* Приведенный фрагмент
_ _ _

Зеленое ухо или Художка

Читая прекрасную повесть «Муха имени Штиглица», я добралась до слов: «Почему у тебя лицо розовое, оно же синее, а ухо — зеленое». И на эти фразы, особенно о том, что эти, с синими лицами и зелеными ушами — свои, сработал во мне какой-то переключатель. Я вспомнила то, что, казалось, давно и прочно забыла —  я тоже ходила в художественную школу. Целых три года. С лишним. И принадлежала (почти) к людям, почитающим себя художниками (пусть даже будущими). И они были мне свои, а малопонятные другим фразы о цвете и композиции — как пароль, опознавательный знак.

Сразу скажу, что я не художник. И я быстро это поняла: просто нет чего-то такого внутри. Вдобавок, меня мало интересует результат — только процесс. Однако учиться рисовать может каждый.

Начался этот процесс в четвертом классе. Однажды на урок зашла некая женщина и объявила, что желающие заниматься в художественной школе могут прийти в такой-то день в вечернюю школу. У меня особого рвения не было, но Ирка с таким жаром принялась уверять нас с Ленкой, как это здорово, что мы согласились. Мы вообще в этом возрасте охотно ходили прослушиваться на баян, поступать на фигурное катание, петь хором и т.д.

_ _ _

Пожалуйста, продолжите текст о художественной школе, начав сразу после его последнего предложения.

_ _ _

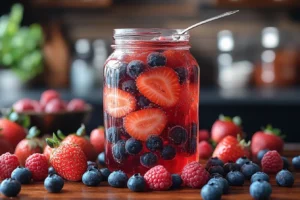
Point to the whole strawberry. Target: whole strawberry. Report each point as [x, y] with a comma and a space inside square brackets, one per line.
[28, 146]
[225, 126]
[268, 138]
[158, 178]
[68, 159]
[5, 146]
[97, 139]
[272, 162]
[8, 162]
[230, 149]
[83, 142]
[194, 175]
[11, 131]
[37, 163]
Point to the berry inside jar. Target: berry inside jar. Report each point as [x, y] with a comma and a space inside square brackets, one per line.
[151, 100]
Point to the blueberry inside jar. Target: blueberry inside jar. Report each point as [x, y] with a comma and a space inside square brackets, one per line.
[151, 85]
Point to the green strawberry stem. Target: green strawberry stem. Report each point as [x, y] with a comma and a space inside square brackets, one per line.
[236, 119]
[81, 131]
[33, 132]
[60, 135]
[20, 119]
[273, 131]
[53, 142]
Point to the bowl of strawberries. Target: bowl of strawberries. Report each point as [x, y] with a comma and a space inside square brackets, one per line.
[51, 112]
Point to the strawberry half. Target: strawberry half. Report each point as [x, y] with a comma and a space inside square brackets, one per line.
[142, 123]
[160, 85]
[118, 103]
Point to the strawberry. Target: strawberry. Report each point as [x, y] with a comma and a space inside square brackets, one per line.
[230, 149]
[12, 132]
[5, 146]
[97, 139]
[118, 103]
[186, 110]
[140, 124]
[225, 126]
[28, 146]
[67, 159]
[160, 85]
[268, 138]
[79, 139]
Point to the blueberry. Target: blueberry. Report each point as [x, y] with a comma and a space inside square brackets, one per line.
[178, 135]
[215, 175]
[21, 174]
[168, 152]
[235, 178]
[135, 68]
[143, 102]
[261, 154]
[194, 74]
[105, 173]
[260, 190]
[119, 151]
[176, 181]
[92, 177]
[51, 170]
[117, 179]
[92, 165]
[10, 187]
[260, 176]
[216, 169]
[156, 59]
[285, 178]
[133, 146]
[149, 159]
[112, 134]
[191, 145]
[222, 182]
[214, 161]
[114, 72]
[249, 168]
[231, 166]
[286, 164]
[296, 162]
[241, 161]
[154, 143]
[101, 159]
[54, 183]
[211, 191]
[129, 86]
[136, 183]
[182, 74]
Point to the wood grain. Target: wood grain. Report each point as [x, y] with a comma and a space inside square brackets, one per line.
[76, 190]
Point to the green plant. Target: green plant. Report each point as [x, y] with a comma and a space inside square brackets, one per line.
[20, 47]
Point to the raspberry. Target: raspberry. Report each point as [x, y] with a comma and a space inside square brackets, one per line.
[194, 175]
[158, 178]
[271, 162]
[205, 150]
[38, 164]
[8, 162]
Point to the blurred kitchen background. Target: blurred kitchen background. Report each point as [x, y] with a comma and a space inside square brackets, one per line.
[250, 62]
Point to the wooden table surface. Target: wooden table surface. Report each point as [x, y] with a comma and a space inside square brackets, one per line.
[77, 190]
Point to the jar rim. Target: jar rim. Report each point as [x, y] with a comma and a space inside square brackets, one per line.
[149, 33]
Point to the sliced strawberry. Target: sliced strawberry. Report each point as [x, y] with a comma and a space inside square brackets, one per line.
[160, 85]
[118, 103]
[142, 123]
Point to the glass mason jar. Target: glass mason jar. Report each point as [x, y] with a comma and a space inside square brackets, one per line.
[151, 99]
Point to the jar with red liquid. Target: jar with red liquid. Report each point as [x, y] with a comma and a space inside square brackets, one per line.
[151, 101]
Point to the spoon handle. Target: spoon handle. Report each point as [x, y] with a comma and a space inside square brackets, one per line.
[208, 20]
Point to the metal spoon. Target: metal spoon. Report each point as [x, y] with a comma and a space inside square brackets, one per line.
[177, 36]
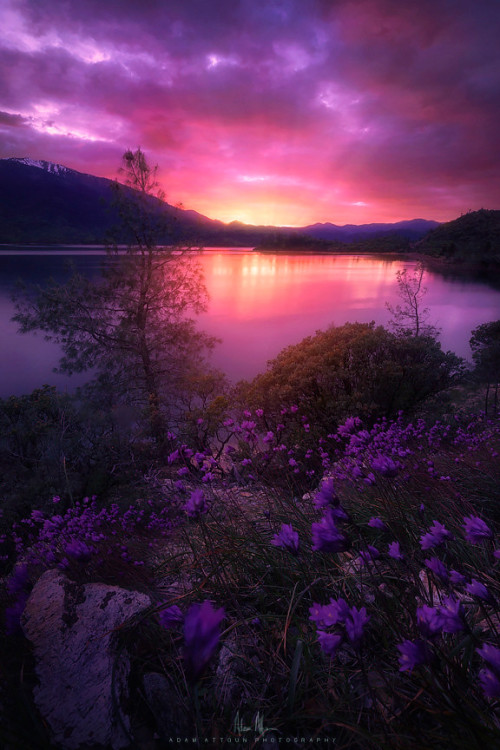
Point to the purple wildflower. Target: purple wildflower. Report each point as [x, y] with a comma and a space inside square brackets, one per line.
[437, 568]
[479, 590]
[79, 551]
[490, 683]
[327, 537]
[429, 621]
[413, 653]
[456, 578]
[329, 642]
[355, 623]
[451, 614]
[369, 554]
[476, 529]
[329, 614]
[171, 616]
[326, 495]
[287, 538]
[201, 637]
[377, 523]
[491, 655]
[395, 551]
[386, 466]
[196, 504]
[436, 536]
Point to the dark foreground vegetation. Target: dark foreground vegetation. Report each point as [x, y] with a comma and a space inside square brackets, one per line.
[313, 556]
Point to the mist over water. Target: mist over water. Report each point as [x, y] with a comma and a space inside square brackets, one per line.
[259, 303]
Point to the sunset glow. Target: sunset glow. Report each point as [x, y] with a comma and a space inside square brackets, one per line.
[279, 112]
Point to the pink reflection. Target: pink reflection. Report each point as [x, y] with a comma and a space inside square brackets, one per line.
[261, 303]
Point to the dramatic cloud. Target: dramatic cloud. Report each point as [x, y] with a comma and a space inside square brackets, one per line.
[266, 111]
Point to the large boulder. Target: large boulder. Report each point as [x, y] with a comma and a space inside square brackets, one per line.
[82, 672]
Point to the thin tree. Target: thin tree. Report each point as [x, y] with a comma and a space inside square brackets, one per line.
[485, 345]
[134, 327]
[410, 317]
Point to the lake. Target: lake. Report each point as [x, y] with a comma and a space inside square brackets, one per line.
[259, 303]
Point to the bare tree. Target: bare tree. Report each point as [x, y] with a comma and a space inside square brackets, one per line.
[134, 327]
[410, 317]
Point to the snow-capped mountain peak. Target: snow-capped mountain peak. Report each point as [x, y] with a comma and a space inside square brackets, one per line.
[47, 166]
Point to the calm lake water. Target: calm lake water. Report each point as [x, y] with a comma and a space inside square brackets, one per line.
[259, 303]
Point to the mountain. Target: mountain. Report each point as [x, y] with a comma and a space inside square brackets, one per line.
[411, 230]
[46, 203]
[42, 202]
[473, 238]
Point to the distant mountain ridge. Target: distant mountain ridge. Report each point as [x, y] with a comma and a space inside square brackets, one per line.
[412, 230]
[48, 203]
[472, 238]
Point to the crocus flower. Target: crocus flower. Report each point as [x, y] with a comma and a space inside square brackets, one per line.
[377, 523]
[329, 642]
[436, 536]
[437, 568]
[479, 590]
[476, 529]
[412, 654]
[171, 616]
[490, 683]
[429, 621]
[451, 614]
[287, 538]
[491, 655]
[355, 623]
[196, 504]
[329, 614]
[327, 537]
[395, 551]
[369, 554]
[78, 550]
[456, 578]
[201, 637]
[326, 495]
[386, 466]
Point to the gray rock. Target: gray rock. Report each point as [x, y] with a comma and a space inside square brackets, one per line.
[83, 679]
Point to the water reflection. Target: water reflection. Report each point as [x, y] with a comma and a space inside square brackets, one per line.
[259, 304]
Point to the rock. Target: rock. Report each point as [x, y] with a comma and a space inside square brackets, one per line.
[83, 679]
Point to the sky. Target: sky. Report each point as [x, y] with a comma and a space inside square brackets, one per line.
[282, 112]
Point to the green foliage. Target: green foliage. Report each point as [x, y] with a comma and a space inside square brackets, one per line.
[485, 345]
[355, 369]
[134, 326]
[472, 238]
[53, 444]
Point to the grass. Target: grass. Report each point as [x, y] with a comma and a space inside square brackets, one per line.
[268, 670]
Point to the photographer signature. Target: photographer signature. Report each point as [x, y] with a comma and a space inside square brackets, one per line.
[257, 726]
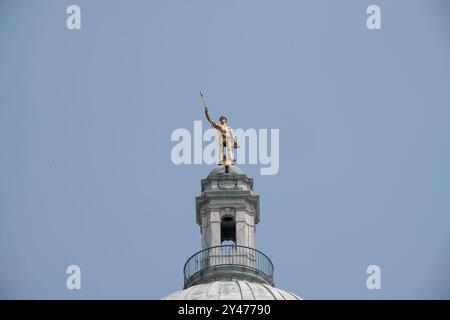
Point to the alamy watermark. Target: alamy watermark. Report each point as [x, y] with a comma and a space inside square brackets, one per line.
[256, 146]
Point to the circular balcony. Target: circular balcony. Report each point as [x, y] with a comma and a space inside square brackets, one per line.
[228, 262]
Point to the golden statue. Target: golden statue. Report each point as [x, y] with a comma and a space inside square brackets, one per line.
[226, 140]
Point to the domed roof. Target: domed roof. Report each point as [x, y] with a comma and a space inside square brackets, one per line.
[233, 169]
[232, 290]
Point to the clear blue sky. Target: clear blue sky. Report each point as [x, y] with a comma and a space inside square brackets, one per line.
[86, 117]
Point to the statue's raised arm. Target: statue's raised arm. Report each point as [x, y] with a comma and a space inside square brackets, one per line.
[213, 123]
[225, 138]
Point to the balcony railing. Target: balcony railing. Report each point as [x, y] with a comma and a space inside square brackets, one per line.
[239, 260]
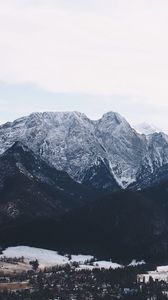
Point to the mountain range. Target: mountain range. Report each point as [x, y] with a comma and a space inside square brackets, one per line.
[95, 186]
[107, 154]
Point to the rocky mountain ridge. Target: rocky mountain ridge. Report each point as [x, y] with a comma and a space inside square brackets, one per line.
[83, 148]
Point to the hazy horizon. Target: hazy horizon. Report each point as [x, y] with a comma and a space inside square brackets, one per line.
[91, 56]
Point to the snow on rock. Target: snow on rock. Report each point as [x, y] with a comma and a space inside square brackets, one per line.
[71, 142]
[145, 128]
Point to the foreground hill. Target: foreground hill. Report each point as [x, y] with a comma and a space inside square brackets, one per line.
[30, 188]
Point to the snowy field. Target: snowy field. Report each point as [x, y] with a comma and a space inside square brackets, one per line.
[48, 258]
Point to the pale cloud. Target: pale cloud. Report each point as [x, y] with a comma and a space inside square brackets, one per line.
[102, 47]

_ _ _

* Результат упражнения
Школа наша была не совсем настоящая, она оказалась филиалом музыкальной школы № 3. В городскую художку ездить было далеко. В двухэтажном доме неподалеку от конечной остановки «двадцатки» раньше располагалась обыкновенная школа. Вокруг даже имелся пришкольный участок с яблонями-ранетками. Позднее выстроили новую школу, а здесь на первом этаже устроилась музыкалка, на втором — вечерняя школа. Во втором классе мы почему-то тоже здесь учились.
Туда, на второй этаж мы и пришли в один прекрасный день. Нам рассказали, чем и как мы будем заниматься, сколько нужно платить (5 рублей в месяц), и что на первых порах нужно для занятий. Желающих записали в журнал.

Вряд ли нас было более полутора десятков. Но первое время состав был переменным: люди приходили, уходили, кому-то казалось неинтересно, кому-то быстро надоела обязательность посещений (школа же). Со временем сложился некий костяк, большей частью девчонки из шестого класса. Нас, мелких, тоже было четверо-пятеро. Мальчики у нас почему-то не держались, один-два, не больше. Впрочем, они в ту пору хоккей предпочитали.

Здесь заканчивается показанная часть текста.